— start —
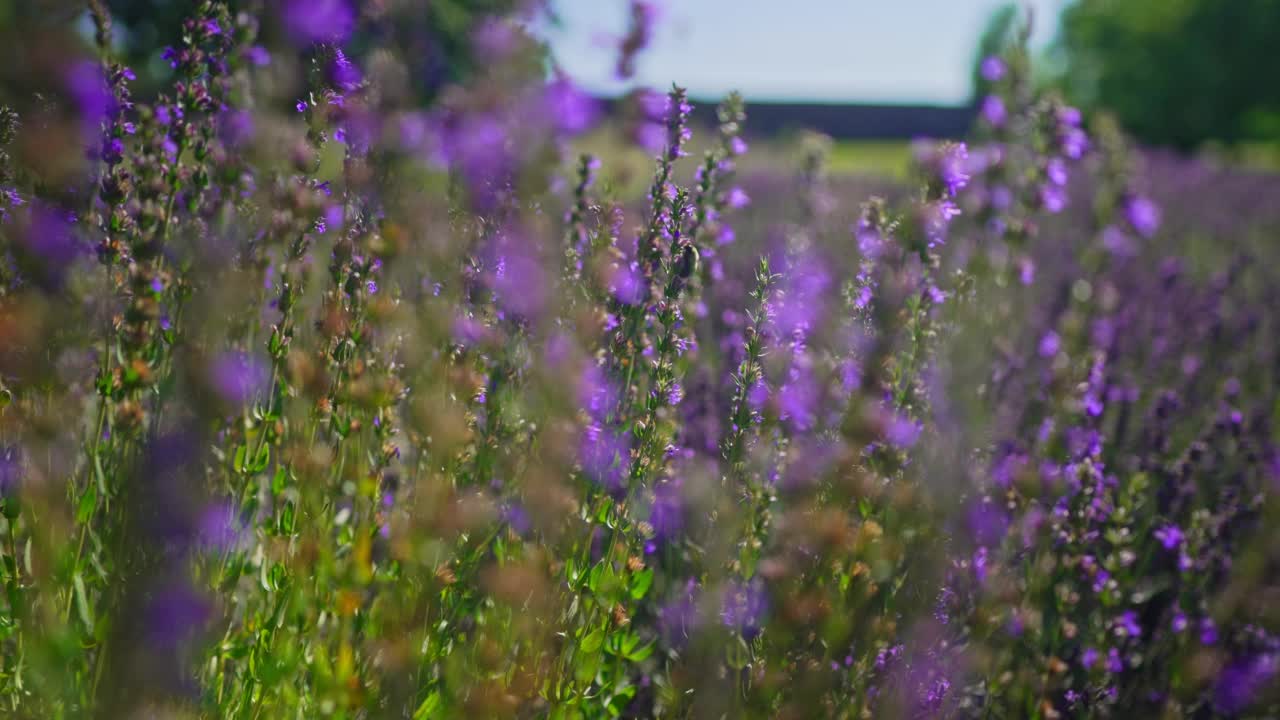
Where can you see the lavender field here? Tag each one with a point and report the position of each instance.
(336, 381)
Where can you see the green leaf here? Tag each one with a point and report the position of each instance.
(86, 505)
(640, 583)
(593, 642)
(641, 654)
(430, 707)
(82, 602)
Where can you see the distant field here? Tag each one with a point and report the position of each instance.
(627, 168)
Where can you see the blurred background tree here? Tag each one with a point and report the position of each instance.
(1176, 72)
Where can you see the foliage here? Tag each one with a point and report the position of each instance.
(1179, 72)
(321, 397)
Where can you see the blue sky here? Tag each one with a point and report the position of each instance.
(827, 50)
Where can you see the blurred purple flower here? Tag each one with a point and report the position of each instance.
(318, 21)
(238, 377)
(743, 606)
(992, 110)
(1170, 537)
(1142, 214)
(570, 109)
(992, 68)
(174, 615)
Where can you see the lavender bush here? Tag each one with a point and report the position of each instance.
(323, 395)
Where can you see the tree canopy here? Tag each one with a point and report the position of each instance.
(1176, 72)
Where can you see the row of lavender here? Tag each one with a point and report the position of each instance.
(320, 402)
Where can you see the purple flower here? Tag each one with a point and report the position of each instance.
(90, 92)
(1115, 664)
(570, 109)
(238, 377)
(992, 110)
(743, 606)
(318, 21)
(1050, 345)
(174, 615)
(1208, 632)
(1170, 537)
(10, 470)
(903, 432)
(992, 68)
(1054, 199)
(1128, 624)
(1142, 214)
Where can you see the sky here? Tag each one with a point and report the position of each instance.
(821, 50)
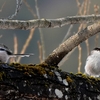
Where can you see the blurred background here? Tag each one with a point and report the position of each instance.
(51, 37)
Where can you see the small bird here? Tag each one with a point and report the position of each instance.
(6, 53)
(92, 66)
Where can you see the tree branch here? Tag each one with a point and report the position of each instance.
(47, 23)
(58, 54)
(35, 82)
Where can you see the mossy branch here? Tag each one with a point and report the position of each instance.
(58, 54)
(41, 81)
(47, 23)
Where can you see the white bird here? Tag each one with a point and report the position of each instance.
(6, 53)
(92, 66)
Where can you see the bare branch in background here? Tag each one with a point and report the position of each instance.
(2, 6)
(96, 10)
(57, 55)
(30, 9)
(18, 6)
(40, 52)
(26, 43)
(15, 44)
(40, 31)
(47, 23)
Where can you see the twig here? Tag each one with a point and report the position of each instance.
(27, 43)
(47, 23)
(15, 45)
(96, 10)
(30, 9)
(57, 55)
(18, 6)
(2, 6)
(40, 30)
(40, 52)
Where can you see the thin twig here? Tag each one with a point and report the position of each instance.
(47, 23)
(40, 30)
(30, 9)
(2, 6)
(96, 10)
(26, 44)
(18, 6)
(15, 44)
(40, 52)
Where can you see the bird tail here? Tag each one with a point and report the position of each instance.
(22, 55)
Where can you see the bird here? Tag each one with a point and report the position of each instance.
(6, 53)
(92, 66)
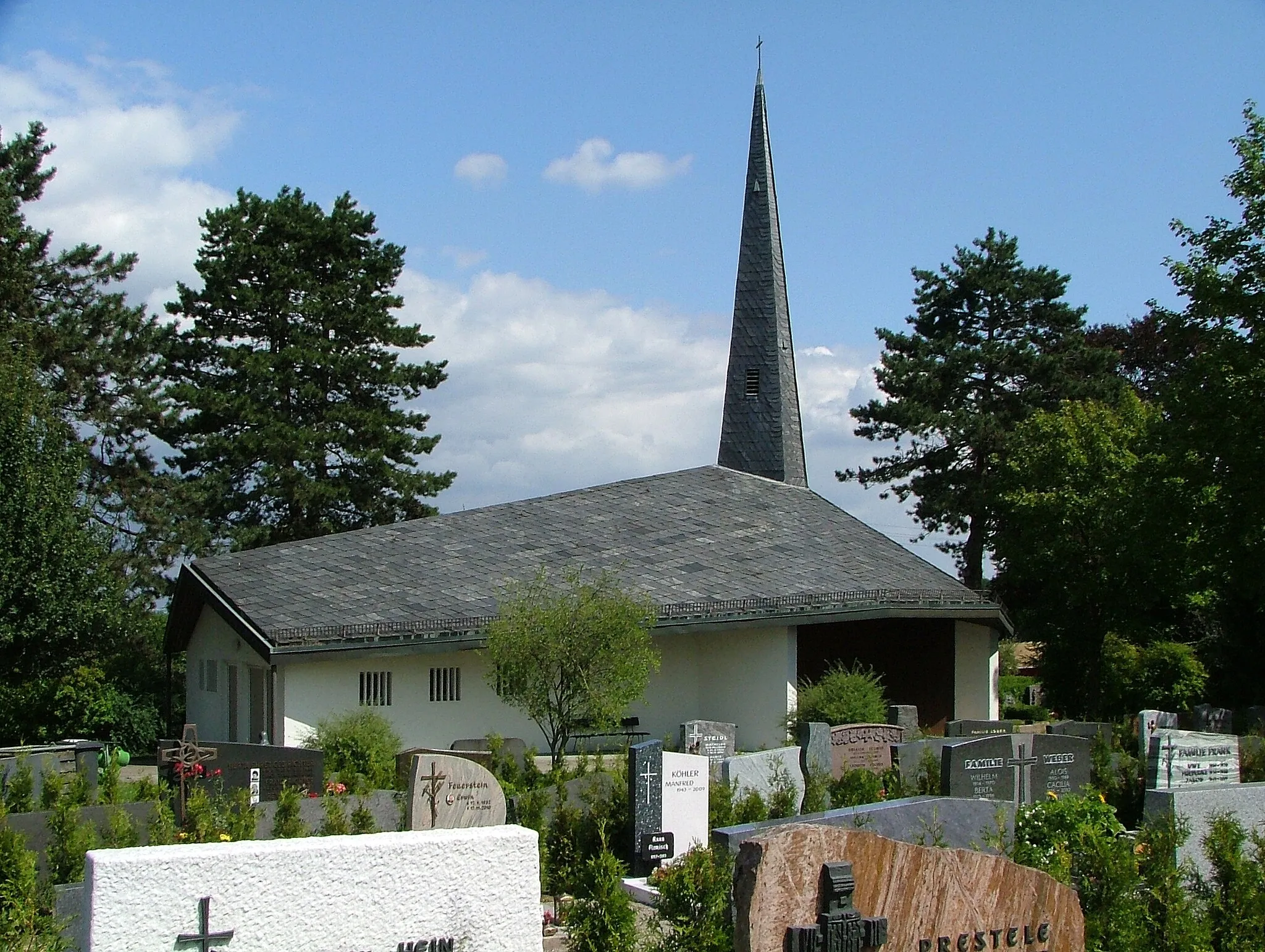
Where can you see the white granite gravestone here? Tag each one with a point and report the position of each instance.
(475, 890)
(1191, 759)
(684, 800)
(757, 772)
(447, 793)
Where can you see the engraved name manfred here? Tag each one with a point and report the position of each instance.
(981, 940)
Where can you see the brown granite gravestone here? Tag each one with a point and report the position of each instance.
(448, 791)
(863, 748)
(931, 898)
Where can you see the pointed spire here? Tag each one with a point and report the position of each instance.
(760, 430)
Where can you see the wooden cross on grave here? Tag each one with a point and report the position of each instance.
(434, 784)
(1020, 764)
(187, 756)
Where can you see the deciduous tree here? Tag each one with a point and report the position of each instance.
(991, 341)
(572, 653)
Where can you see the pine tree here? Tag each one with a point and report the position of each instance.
(990, 343)
(287, 380)
(100, 362)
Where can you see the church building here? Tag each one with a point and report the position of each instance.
(759, 582)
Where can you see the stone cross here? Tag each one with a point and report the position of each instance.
(695, 740)
(204, 937)
(1020, 764)
(648, 777)
(434, 784)
(187, 755)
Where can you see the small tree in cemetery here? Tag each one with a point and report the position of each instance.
(571, 654)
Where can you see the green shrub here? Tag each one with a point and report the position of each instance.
(69, 843)
(287, 824)
(843, 696)
(750, 807)
(816, 791)
(783, 797)
(334, 822)
(601, 919)
(119, 831)
(359, 750)
(362, 820)
(857, 787)
(52, 787)
(1235, 893)
(695, 902)
(720, 804)
(19, 793)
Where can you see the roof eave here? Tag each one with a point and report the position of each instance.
(194, 591)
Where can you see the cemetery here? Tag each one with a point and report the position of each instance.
(697, 711)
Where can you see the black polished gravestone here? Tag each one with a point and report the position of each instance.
(1062, 765)
(237, 764)
(645, 798)
(981, 769)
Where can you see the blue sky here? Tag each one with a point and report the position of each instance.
(587, 327)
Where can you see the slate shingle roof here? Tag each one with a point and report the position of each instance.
(690, 537)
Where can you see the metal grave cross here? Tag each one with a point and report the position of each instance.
(434, 784)
(187, 755)
(648, 775)
(1020, 764)
(696, 740)
(204, 937)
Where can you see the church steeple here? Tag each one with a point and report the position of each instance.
(760, 430)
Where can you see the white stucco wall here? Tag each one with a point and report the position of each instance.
(479, 887)
(746, 677)
(976, 672)
(214, 641)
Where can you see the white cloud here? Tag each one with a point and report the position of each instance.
(553, 390)
(594, 169)
(463, 257)
(127, 141)
(481, 169)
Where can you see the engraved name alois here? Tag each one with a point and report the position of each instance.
(981, 940)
— end —
**TASK GOAL**
Repeat each entry precisely as it appears. Leave the pictures out.

**TASK RESULT**
Where can you see the lavender field here? Tag each one with a point and report the position of each instance.
(336, 381)
Where can you see the green leaf here? Tag each one with a point and report the position of each instance.
(86, 505)
(640, 583)
(593, 642)
(641, 654)
(430, 707)
(82, 602)
Where can you see the distant field here? Tag each one with a point and report the position of each instance.
(627, 168)
Where can you see the blurred background tree here? Tag each one with a point and report the position of each instance.
(1176, 72)
Where can you see the foliage here? Tag each one with a point and report the position of each instance.
(1179, 72)
(321, 397)
Where can you see the blue sky here? Tag each one with a point and report the position of each instance.
(827, 50)
Where can you see the blurred purple flower here? Tag each one with a point and report the position of each instance.
(318, 21)
(238, 377)
(743, 606)
(992, 110)
(1170, 537)
(1142, 214)
(570, 109)
(992, 68)
(174, 615)
Where can you see the lavender bush here? Tag each one with a point and report the position of each instance.
(323, 395)
Where can you see the tree canopy here? Tag each one with a point and report the position of each instance.
(1176, 72)
Where can you see the row of lavender here? Tag each one with a point and report the position of each instance.
(320, 402)
Where can you see the purple flower here? Tag each one with a point and report the position of each instance.
(90, 92)
(1115, 664)
(570, 109)
(238, 377)
(992, 110)
(743, 606)
(318, 21)
(1050, 345)
(174, 615)
(1208, 632)
(1170, 537)
(10, 470)
(903, 432)
(992, 68)
(1054, 199)
(1128, 624)
(1142, 214)
Where can you see the sky here? Tag each one with a point and report the position of each instance.
(821, 50)
Where can you see the blurred background here? Tag each one with a point and report the position of each instance.
(51, 37)
Where can you see the small bird here? Tag each one with a point and report the position of each instance.
(6, 53)
(92, 66)
Where can you see the tree branch here? Tag each one with a point and report the position of each instance.
(47, 23)
(58, 54)
(35, 82)
Where can you see the mossy branch here? Tag each one with a point and report the position of each instance.
(58, 54)
(41, 81)
(47, 23)
Where can you see the white bird here? Tag each one with a point and report the position of each instance.
(6, 53)
(92, 66)
Where can you see the bare branch in background here? Tag each one with a point and report the position of each instance.
(2, 6)
(96, 10)
(57, 55)
(30, 9)
(18, 6)
(40, 52)
(26, 43)
(15, 44)
(40, 31)
(47, 23)
Where can you see the twig here? Tag each one with a point and report the position of each instance.
(27, 43)
(47, 23)
(15, 45)
(96, 10)
(30, 9)
(57, 55)
(18, 6)
(2, 6)
(40, 30)
(40, 52)
Where can you see the thin twig here? Tag each one with a point and report the position of each instance.
(47, 23)
(40, 30)
(30, 9)
(2, 6)
(96, 10)
(26, 44)
(18, 6)
(15, 44)
(40, 52)
Where can you see the bird tail here? Tag each one with a point and report the position of each instance.
(22, 55)
Where can you see the bird here? Tag each one with a point and report the position of each instance.
(6, 53)
(92, 66)
Where can you see the white granite gravestone here? Tag each one with a point and report the position of each instance.
(475, 890)
(1191, 759)
(684, 800)
(757, 772)
(447, 793)
Where can you see the engraved name manfred here? Tag each one with a point and report the position of each instance.
(981, 940)
Where can you see the brown granite gravestone here? Tag each one with a point and report the position of each instance.
(448, 791)
(863, 748)
(931, 898)
Where can you see the pointed spire here? Tag each one with a point and report the position of each instance.
(760, 430)
Where can you see the wooden cross on grave here? Tag each one with a point and report the position of each instance.
(434, 784)
(1020, 764)
(187, 756)
Where can you see the deciduous tree here? Tag each one with a point and report the position of each instance.
(991, 341)
(572, 653)
Where can you see the pine tree here? Tag each one with a point and report the position of each instance.
(990, 343)
(287, 380)
(100, 362)
Where can you see the church building here? Tag each one with a point and report the position of each instance.
(759, 582)
Where can you see the stone cross here? Tag each one with a point and report the position of each instance.
(695, 740)
(204, 937)
(1020, 764)
(648, 777)
(434, 784)
(187, 755)
Where can you see the small tree in cemetery here? Tag each one with a point and report the position of each instance.
(571, 654)
Where can you see the green shrub here? Tag each one with a point and report the position of each instance.
(69, 843)
(287, 824)
(843, 696)
(750, 807)
(816, 791)
(783, 797)
(334, 822)
(601, 919)
(119, 831)
(359, 750)
(362, 820)
(857, 787)
(52, 787)
(1235, 893)
(695, 902)
(720, 804)
(19, 793)
Where can you see the roof eave here? Tag each one with a point and report the position of each instance.
(194, 591)
Where can you see the cemetery here? Tag each one with a point and report the position of each instance.
(697, 711)
Where can you see the black polished gravestone here? Tag each one with a point and report the position of each instance.
(1062, 765)
(237, 764)
(645, 798)
(981, 769)
Where can you see the blue sky here? Tag each one with a point and report the position of each instance.
(587, 327)
Where can you see the slate shingle roof here? Tag each one with a point and report the position of each instance.
(690, 537)
Where can you see the metal grave cross here? Tag each one with a point and report the position of each instance.
(434, 784)
(187, 755)
(648, 775)
(1020, 764)
(696, 740)
(204, 937)
Where can you see the church steeple here? Tag each one with a point and report the position of each instance.
(760, 430)
Where can you see the white stucco wall here? Tag each one with a point and report the position of each instance.
(479, 887)
(746, 677)
(976, 672)
(214, 641)
Where can you see the white cloud here? Tag each one with a point and report the position of each instance.
(553, 390)
(594, 169)
(463, 257)
(127, 141)
(481, 169)
Where can you see the engraved name alois here? Tag each one with a point and report the position of each instance.
(981, 940)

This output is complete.